### ZU PRÜFENDER TEXT
Elischa sagte zu einer Witwe: „Leih dir viele leere Gefäße und gieße Öl hinein“ (2 Kön 4,3). Um die Gnade Gottes in unser Herz aufnehmen zu können, darf dieses nicht voll von uns selbst sein. Der Turmfalke schreckt die Raubvögel durch seinen Schrei und seinen Blick; deshalb lieben ihn die Tauben vor allen anderen Vögeln und nisten in seiner Nähe in Sicherheit. So vertreibt auch die Demut den Teufel und bewahrt in uns die Gnaden und Gaben des Heiligen Geistes. Deshalb haben auch die Heiligen, besonders aber der König aller Heiligen und seine gebenedeite Mutter diese erhabene Tugend mehr als alle anderen sittlichen Tugenden geschätzt und geliebt.
Eitlen Ruhm nennen wir, wenn man sich etwas einbildet auf eine Sache, die nicht in uns ist, oder wenn in uns, dann nicht unser Eigen, oder wenn in uns und unser Eigentum, dann unwert, dass man sich ihrer rühme. Adelige Geburt, Fürstengunst, Volksgunst sind Dinge, die nicht an uns liegen, sondern an unseren Vorfahren oder in der Meinung anderer. Manche sind stolz und eingebildet, weil sie ein schönes Pferd reiten, weil sie eine Feder auf ihrem Hut tragen oder prunkvoll gekleidet sind. Was für ein Unsinn! Wenn darin ein Ruhm liegt, dann steht er dem Pferd zu, dem Vogel oder dem Schneider. Wie kläglich, seine Ehre von einem Pferd, einer Feder oder einem Stück Tuch herzuleiten! – Andere brüsten und zieren sich wegen eines aufgezwirbelten Schnurrbartes, eines gepflegten Bartes, wegen ihrer gekräuselten Haare oder zarten Hände, oder weil sie tanzen, spielen, singen können. Wie armselig, sich auf so verrückte und kindische Dinge etwas einzubilden und sich ihretwegen für etwas Besonderes zu halten! – Wieder andere wollen für ein wenig Wissen geehrt und geschätzt sein; alle sollen von ihnen lernen und sie als ihre Meister betrachten; man nennt sie deshalb auch Pedanten. – Andere stolzieren daher wie Pfaue und meinen, jeder müsste ihrer Schönheit wegen ihnen den Hof machen. All das ist außerordentlich eitel, dumm und anmaßend; demnach heißt auch der Ruhm, den man von diesen nichtigen Dingen ableitet, eitel, dumm und leichtfertig.

### AUFGABE A
Entscheide für jede Aussage, ob sie mit dem Text über Demut und eitlen Ruhm übereinstimmt, und belege dein Ja oder Nein mit den entscheidenden Worten des Textes im genauen Wortlaut.
(i) Die Tauben nisten in der Nähe des Turmfalken.
(ii) Adelige Geburt liegt an uns selbst.
(iii) Wer für ein wenig Wissen geehrt sein will, wird Pedant genannt.

### ANGEZEIGTE DATEN
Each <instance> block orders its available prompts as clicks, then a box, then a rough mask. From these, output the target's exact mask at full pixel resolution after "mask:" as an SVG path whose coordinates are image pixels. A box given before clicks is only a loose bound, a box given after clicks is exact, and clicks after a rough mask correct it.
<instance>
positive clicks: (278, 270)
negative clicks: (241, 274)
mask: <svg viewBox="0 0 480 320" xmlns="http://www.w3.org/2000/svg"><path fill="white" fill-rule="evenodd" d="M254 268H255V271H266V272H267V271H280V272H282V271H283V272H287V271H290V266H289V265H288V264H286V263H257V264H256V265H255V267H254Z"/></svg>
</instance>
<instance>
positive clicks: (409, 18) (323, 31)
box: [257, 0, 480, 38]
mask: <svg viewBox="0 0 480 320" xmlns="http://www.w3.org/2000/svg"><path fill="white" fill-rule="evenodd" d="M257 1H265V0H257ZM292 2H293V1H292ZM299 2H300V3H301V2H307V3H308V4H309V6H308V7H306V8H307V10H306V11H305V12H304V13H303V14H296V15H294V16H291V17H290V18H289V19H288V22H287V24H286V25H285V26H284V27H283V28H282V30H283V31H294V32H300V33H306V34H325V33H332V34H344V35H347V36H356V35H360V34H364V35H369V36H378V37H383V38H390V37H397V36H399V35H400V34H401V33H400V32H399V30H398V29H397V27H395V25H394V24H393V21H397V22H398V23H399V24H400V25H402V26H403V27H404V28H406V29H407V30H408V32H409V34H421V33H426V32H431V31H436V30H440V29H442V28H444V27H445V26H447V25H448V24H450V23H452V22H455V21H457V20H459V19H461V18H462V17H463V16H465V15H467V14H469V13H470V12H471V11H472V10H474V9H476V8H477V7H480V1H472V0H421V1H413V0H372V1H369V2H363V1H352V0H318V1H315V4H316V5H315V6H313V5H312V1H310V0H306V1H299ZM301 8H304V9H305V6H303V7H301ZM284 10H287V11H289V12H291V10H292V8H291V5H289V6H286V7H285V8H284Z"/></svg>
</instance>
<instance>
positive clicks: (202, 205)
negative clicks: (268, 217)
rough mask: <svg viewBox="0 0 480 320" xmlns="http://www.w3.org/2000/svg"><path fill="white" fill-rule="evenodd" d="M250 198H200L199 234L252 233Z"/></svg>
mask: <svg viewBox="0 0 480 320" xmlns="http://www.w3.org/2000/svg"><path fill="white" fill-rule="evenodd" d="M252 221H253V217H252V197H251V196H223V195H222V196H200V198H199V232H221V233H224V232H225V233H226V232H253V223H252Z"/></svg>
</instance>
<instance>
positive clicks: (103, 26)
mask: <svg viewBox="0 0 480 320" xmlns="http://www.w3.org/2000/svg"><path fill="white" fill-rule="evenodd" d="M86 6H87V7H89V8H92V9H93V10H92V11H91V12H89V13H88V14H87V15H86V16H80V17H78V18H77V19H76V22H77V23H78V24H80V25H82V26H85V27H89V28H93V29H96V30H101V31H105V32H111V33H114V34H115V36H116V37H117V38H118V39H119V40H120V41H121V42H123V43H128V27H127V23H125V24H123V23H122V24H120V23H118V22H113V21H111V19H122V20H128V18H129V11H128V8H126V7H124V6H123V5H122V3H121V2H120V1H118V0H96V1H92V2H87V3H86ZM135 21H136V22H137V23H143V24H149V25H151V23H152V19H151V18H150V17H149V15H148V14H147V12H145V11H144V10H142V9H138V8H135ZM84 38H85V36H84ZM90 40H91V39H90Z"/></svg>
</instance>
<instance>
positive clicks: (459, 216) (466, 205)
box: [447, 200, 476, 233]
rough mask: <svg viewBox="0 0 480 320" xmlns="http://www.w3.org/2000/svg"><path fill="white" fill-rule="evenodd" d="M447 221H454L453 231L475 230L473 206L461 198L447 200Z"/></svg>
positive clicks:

### AUFGABE B
Suche in der Auflistung jede Zeile, in der die Zeichenfolge „positive“ vorkommt, und gib diese Zeilen vollständig wieder.

### ERWARTETE AUSGABE A
(i) Ja: „deshalb lieben ihn die Tauben vor allen anderen Vögeln und nisten in seiner Nähe in Sicherheit“
(ii) Nein: „Adelige Geburt, Fürstengunst, Volksgunst sind Dinge, die nicht an uns liegen, sondern an unseren Vorfahren oder in der Meinung anderer.“
(iii) Ja: „man nennt sie deshalb auch Pedanten“

### ERWARTETE AUSGABE B
positive clicks: (278, 270)
positive clicks: (409, 18) (323, 31)
positive clicks: (202, 205)
positive clicks: (103, 26)
positive clicks: (459, 216) (466, 205)
positive clicks:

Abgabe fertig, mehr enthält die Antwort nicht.